_Brief_. Only the lines from the line holding "the tree in" through the final line of the entries below are to be returned, exactly as they stand.

_Entries provided_.
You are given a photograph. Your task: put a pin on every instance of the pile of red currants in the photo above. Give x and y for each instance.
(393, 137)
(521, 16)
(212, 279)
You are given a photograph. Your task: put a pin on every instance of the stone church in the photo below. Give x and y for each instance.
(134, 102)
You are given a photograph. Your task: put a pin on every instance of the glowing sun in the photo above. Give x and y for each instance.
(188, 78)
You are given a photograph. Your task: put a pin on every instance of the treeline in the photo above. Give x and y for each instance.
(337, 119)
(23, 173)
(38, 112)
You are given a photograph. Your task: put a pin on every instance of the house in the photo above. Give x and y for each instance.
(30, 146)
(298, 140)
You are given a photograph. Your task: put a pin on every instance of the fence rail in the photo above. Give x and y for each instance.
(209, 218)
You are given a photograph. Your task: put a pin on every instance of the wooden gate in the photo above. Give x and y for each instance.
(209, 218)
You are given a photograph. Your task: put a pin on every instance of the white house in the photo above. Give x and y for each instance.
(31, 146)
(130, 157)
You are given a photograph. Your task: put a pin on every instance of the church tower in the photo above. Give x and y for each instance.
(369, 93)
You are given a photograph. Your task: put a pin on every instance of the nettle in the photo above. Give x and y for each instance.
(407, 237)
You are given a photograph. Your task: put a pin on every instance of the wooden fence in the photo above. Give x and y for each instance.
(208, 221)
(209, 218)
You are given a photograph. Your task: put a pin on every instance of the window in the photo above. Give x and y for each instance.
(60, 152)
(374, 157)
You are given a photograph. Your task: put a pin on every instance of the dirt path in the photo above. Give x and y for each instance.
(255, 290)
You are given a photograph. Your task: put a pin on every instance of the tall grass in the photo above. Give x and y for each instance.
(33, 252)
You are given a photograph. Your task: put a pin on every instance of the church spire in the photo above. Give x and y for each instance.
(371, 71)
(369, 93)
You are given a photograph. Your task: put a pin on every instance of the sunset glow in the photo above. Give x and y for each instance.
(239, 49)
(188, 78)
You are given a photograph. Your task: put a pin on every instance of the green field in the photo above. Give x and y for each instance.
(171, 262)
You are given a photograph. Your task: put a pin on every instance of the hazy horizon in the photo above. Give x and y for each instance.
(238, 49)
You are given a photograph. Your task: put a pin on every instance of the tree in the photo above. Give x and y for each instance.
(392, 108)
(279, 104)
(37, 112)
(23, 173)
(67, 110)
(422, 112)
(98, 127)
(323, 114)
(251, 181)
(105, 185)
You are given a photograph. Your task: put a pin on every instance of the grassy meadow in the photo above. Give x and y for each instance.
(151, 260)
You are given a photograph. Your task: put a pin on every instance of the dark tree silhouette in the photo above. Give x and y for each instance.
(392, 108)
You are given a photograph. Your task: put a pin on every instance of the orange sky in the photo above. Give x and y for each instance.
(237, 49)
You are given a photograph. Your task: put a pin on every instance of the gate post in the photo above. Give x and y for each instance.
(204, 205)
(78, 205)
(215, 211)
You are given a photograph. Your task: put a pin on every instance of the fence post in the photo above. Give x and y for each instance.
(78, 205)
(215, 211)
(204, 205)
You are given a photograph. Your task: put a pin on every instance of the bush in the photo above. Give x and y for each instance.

_Answer to this problem_.
You are given a photograph. Your task: put a pin on every instance of the tree in the photo above. Give x and y for each instance.
(392, 108)
(279, 104)
(37, 112)
(23, 173)
(67, 110)
(422, 112)
(98, 127)
(323, 114)
(251, 181)
(105, 185)
You are given a photograph. Your task: put a pin on every instance of the grassy meadow in the photo above. Give x and y for each instance.
(151, 260)
You are given a photograph. Your task: put a pin on every instance of the dark tree silhouette in the photo above. Give x and y for each instance.
(392, 108)
You are given a photograph. Your task: put a pin on every instance of the orange sky in the photo above. Give x and y for each instance.
(237, 49)
You are given a photograph. Your task: put a pin on every instance of the gate post in the photo above. Give x and y for each instance.
(204, 205)
(78, 205)
(215, 211)
You are given a photograph. Your task: put a pin on every instance of the fence post in the photo above. Give x and y for each instance.
(78, 205)
(215, 211)
(204, 205)
You are given a photograph. Your task: put a pin on every instance of the bush in the photo above. Give x and y for each instance.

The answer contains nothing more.